# [PAGE]
-----
Some ten years ago, a left party emerged in Greek politics due to the Greek economic crisis. Syriza had a spectacular electoral success in 2012 and became the ruling party in 2015. Although the party line was strictly against the measures imposed on Greece by the IMN and the EU, Alexis Tsipras, the leader of the party and Prime Minister since the beginning of 2015, managed to follow and apply the EU recommendations. However, its government, in coalition with a nationalist party, didn’t pay enough attention to the self-employed people and generally parts of the middle class and lost the elections in 2019. The party faced a further electoral defeat this year, resulting in a deep crisis and the election of a new president.
The election of Stefanos Kasselakis as the new president, who advanced his candidacy a month before the inter-party electoral procedure, caused disputes between the majority of the leadership and the representatives of the Stalinist opposition. A split now threatens the party. Will it be a catastrophic event, or will it open the way for a successful social and democratic party?
About the SYRIZA party
Syriza was born in 2004 as an alliance between Eurocommunists, post-Stalinists, Trotskyists, Maoists, and former members of the Communist Party. It had modest electoral results until the crisis that hit the Greek society pushed considerable numbers of citizens into city riots. As a result, the ruling PASOK (socialist party) experienced a catastrophic defeat, opening the road for more radical political proposals.
Syriza emerged as a radical left party; however, as a party of government, it constantly moved towards more moderate positions. The first split occurred in the summer of 2015 when tough Stalinists, including some ministers, abandoned the party. This split benefited Syriza, allowing more moderate steps.
However, permanent classes between moderates and Stalinists, who unsuccessfully struggled to ensure control, marked party internal life. This “civil war” damaged the party’s role as the leading opposition and reduced its electoral appeal.
Today, after the heavy electoral defeat in the 2023 general elections, Syriza has only 47 MPs, while it is still the Official Opposition.
-----
# [REQUIRED WORK]
**A.** According to the text about Syriza, in what year was the party born as an alliance?
**B.** Extend the text about Syriza, picking up after its final sentence.
-----
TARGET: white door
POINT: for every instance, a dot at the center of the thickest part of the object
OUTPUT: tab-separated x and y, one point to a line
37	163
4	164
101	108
-----
# [ANSWERS FOR THE TASKS]
**A.** 2004

**B.**
Pro-Russian and Pro-Chinese sentiments
In international politics, Syriza defended pro-Russian – and pro-China positions. The majority of its members and supporters express cold war-like anti-US and anti-NATO sentiments and soft Euroscepticism.
Concerning Russia, the Greek government (under Syriza) hesitated before accepting the EU sanctions imposed against Russia after the Crimea annexation. However, in May 2016, PM Tsipras hosted Vladimir Putin in Athens to discuss economic cooperation with Russia. On this occasion, Tsipras stated that the EU sanctions imposed on Russia regarding its actions in Ukraine were unproductive.
“We have repeatedly said that the vicious circle of militarisation, Cold War rhetoric, and sanctions is not productive. The solution is dialogue,” Tsipras said at a joint press conference with Putin. According to Tsipras, Greece’s decision to improve its relationship with Russia was a strategic choice.
Similarly, Syriza never assumed a clear policy concerning the Russian invasion of Ukraine. Moreover, leading members of the Stalinist tendency, including former ministers, accused NATO of being responsible for the invasion.
In July 2016, the Greek government, together with Hungary of Viktor Orbán, prevented the EU from speaking out about the South China Sea issue. A year later, Greece blocked the EU from releasing a statement regarding the state of human rights in China.
Recently, during the new Palestinian crisis, the party seems to ignore the terrorist attack of Hamas, condemns Israel’s military response, and defends the Hamas-controlled Gaza territory.
It is needless to say that Syriza never said a word in favour of Uyghurs in China, the Rohingya in Myanmar, or the persecution of colonised peoples in Russia.
Can SYRIZA become a ruling party again?
After the latest electoral defeat, Alexis Tsipras resigned from the leadership of Syriza, opening the procedures for the election of a new president. Four members declared ready to run for the leadership and start their campaigns. Suddenly, a fifth candidate emerged quite a month before the voting day. Stefanos Kasselakis, an outsider, won the elections with 56% of the vote and became the new president of the party.
Why? Because the majority of the Syriza constituency wasn’t any more mesmerised by the “radical” rhetoric of the leftists inside the party and needed someone who would renew the hope for ending the stalemate.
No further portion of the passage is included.